**Extract provided:**
- - -

The implementation for example can be something like below:
materializedDF .withColumn("timestamp", lit(current_timestamp())) .select($"firstName", $"secondName", $"address.country" as "country", $"timestamp") .groupBy("country").count().withColumnRenamed("count", "CountByCountry") .orderBy("country") .writeStream .trigger(Trigger.ProcessingTime(Duration(10, TimeUnit.SECONDS))) .outputMode(OutputMode.Complete) .format("console") .start() .awaitTermination()
Parts in italicized style above can probably be refactored back to the base trait. That is the return type of the functionToActOnInputStream(materializedADTDF, sparkSession):DataSet[Row]
. That way the flow semantics from end to end are handled within the base, leaving aside the piece to deal with use case requirements i.e., business logic. Note that it’s all only to specify how we’d like to execute our logic. Everything inside Spark is lazily evaluated, to the point unless a call to start()
is not made. At that point the call-to-action is applied, finally processing the streams as they are ingested at the source.
Data Flow – Empirical View
Okay, unlike prior posts I have reserved the choice to describe visually towards mid to later part of the post. So here is the visual that describes the flow of events and highlights some key functions within the data pipe:
Sample Runtime References
Now to some samples. Will break these down to following:
- gBoxADTBase types that represent domain objects
- Serialized HOCON Sample
- Schema (original and transformed)
- Logical Plan
- Compute Sample (i.e., groupBy(“country”).count().orderBy(“country”))
- Accumulator Counts
- Cache Utilization
Domain Objects – ADT Definition
@ItsAGBoxADT(doesValidations = true) case class gBoxAddress(streetNumber: Int, streetName: String, city: String, zipCode: String, state: String, country: String) @ItsAGBoxADT(doesValidations = true) case class gBoxPersonProfile(firstName: String, secondName: String, address: gBoxAddress)

- - -

Image location labeling entries

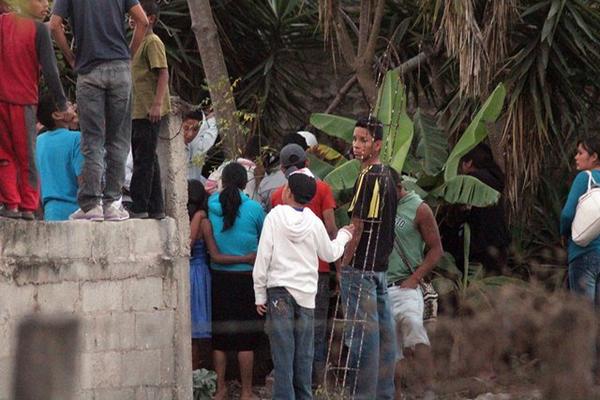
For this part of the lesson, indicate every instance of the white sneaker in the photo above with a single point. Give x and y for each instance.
(95, 214)
(115, 212)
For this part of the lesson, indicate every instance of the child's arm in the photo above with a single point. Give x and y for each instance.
(161, 89)
(261, 266)
(195, 226)
(141, 25)
(214, 252)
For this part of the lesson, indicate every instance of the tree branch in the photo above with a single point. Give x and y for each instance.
(341, 94)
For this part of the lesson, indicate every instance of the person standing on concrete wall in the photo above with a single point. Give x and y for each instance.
(102, 61)
(25, 46)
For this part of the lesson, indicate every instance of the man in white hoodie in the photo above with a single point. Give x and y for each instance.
(285, 282)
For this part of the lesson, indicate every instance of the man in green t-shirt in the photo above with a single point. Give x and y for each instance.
(417, 249)
(151, 103)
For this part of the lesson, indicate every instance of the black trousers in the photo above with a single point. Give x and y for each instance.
(146, 188)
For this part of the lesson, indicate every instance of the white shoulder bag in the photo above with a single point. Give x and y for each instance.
(586, 224)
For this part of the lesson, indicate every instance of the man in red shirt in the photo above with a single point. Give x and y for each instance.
(292, 158)
(25, 46)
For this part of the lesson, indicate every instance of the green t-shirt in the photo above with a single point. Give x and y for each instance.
(150, 57)
(408, 235)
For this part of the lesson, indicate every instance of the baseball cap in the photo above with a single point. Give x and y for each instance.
(291, 155)
(303, 185)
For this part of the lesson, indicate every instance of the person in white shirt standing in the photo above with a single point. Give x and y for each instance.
(285, 282)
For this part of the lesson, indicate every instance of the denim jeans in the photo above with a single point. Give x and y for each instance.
(321, 314)
(104, 103)
(290, 330)
(371, 337)
(584, 276)
(146, 189)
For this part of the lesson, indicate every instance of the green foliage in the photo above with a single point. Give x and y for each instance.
(476, 131)
(204, 384)
(432, 148)
(333, 125)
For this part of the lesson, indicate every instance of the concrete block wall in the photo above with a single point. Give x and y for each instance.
(127, 282)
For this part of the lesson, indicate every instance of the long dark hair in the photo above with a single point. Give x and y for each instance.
(591, 144)
(234, 179)
(482, 158)
(197, 197)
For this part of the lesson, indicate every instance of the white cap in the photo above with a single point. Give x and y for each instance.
(311, 140)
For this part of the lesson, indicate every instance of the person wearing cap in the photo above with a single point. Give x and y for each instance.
(371, 336)
(293, 157)
(286, 278)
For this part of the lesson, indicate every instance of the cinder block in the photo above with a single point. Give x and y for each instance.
(6, 378)
(143, 294)
(152, 242)
(24, 239)
(167, 366)
(16, 301)
(154, 329)
(101, 370)
(70, 240)
(112, 241)
(102, 296)
(141, 368)
(59, 297)
(153, 393)
(109, 332)
(114, 394)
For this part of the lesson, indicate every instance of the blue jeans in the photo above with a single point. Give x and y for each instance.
(104, 103)
(584, 276)
(371, 338)
(290, 330)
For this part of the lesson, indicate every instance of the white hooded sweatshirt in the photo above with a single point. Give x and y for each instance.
(289, 249)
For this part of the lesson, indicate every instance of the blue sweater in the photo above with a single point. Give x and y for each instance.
(578, 188)
(242, 237)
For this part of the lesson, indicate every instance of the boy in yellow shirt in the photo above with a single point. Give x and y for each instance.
(151, 103)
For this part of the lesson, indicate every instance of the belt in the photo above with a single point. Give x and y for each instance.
(397, 283)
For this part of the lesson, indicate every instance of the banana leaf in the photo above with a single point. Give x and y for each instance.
(342, 180)
(476, 131)
(318, 167)
(398, 128)
(334, 125)
(468, 190)
(433, 144)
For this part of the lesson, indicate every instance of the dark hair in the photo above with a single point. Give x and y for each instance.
(294, 138)
(591, 144)
(234, 179)
(195, 114)
(47, 106)
(482, 158)
(303, 187)
(150, 7)
(371, 124)
(197, 197)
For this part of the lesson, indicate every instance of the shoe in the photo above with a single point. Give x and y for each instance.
(94, 214)
(160, 215)
(115, 212)
(142, 215)
(28, 215)
(12, 213)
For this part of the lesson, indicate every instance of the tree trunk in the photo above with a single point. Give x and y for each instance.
(217, 77)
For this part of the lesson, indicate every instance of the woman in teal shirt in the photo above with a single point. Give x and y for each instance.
(236, 221)
(584, 262)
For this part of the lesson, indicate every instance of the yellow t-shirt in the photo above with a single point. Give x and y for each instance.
(150, 57)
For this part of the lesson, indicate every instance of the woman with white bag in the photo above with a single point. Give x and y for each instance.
(580, 221)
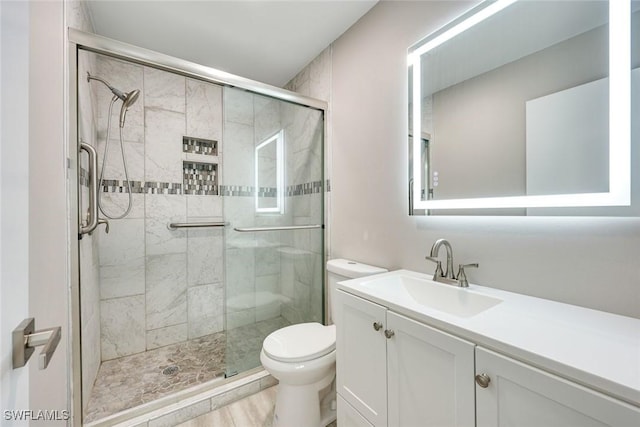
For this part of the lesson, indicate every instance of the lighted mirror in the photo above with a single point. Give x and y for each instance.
(269, 194)
(522, 105)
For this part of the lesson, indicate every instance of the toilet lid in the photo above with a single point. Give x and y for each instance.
(301, 342)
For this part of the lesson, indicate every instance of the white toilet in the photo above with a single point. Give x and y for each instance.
(303, 359)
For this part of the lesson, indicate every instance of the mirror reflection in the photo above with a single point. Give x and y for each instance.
(517, 105)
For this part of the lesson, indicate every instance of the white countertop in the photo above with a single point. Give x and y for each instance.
(597, 349)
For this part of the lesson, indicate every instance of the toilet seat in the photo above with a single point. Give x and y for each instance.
(300, 343)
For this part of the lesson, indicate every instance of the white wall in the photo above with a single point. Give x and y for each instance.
(592, 262)
(14, 202)
(48, 237)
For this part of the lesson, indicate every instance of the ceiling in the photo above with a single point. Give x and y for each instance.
(265, 40)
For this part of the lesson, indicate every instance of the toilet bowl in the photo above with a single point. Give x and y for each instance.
(302, 358)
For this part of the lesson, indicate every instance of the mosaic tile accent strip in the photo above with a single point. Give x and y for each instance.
(303, 189)
(141, 187)
(207, 147)
(204, 182)
(267, 192)
(83, 177)
(237, 190)
(200, 178)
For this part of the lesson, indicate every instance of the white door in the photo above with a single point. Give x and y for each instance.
(361, 360)
(33, 208)
(349, 417)
(430, 376)
(520, 395)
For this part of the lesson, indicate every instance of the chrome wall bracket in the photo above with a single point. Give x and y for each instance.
(25, 339)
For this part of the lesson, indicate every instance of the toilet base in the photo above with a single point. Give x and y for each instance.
(298, 406)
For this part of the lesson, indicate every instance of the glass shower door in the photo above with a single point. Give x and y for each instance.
(272, 184)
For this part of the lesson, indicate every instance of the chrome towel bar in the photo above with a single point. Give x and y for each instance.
(277, 228)
(175, 225)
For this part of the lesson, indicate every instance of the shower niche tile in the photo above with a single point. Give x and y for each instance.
(200, 178)
(207, 147)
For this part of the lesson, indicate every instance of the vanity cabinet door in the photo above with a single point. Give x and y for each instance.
(430, 376)
(349, 417)
(361, 356)
(520, 395)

- - -

**Task list:**
**a.** According to the Spark streaming excerpt, how is everything inside Spark evaluated?
**b.** List every sample that the Spark streaming excerpt says it will break down.
**c.** Reproduce the passage of the Spark streaming excerpt starting with "Parts in italicized" and going on through "at the source.".
These lines have nothing to do with the Spark streaming excerpt.

**Responses by task:**
**a.** Lazily.

**b.**
- gBoxADTBase types that represent domain objects
- Serialized HOCON Sample
- Schema (original and transformed)
- Logical Plan
- Compute Sample (i.e., groupBy(“country”).count().orderBy(“country”))
- Accumulator Counts
- Cache Utilization

**c.**
Parts in italicized style above can probably be refactored back to the base trait. That is the return type of the functionToActOnInputStream(materializedADTDF, sparkSession):DataSet[Row]
. That way the flow semantics from end to end are handled within the base, leaving aside the piece to deal with use case requirements i.e., business logic. Note that it’s all only to specify how we’d like to execute our logic. Everything inside Spark is lazily evaluated, to the point unless a call to start()
is not made. At that point the call-to-action is applied, finally processing the streams as they are ingested at the source.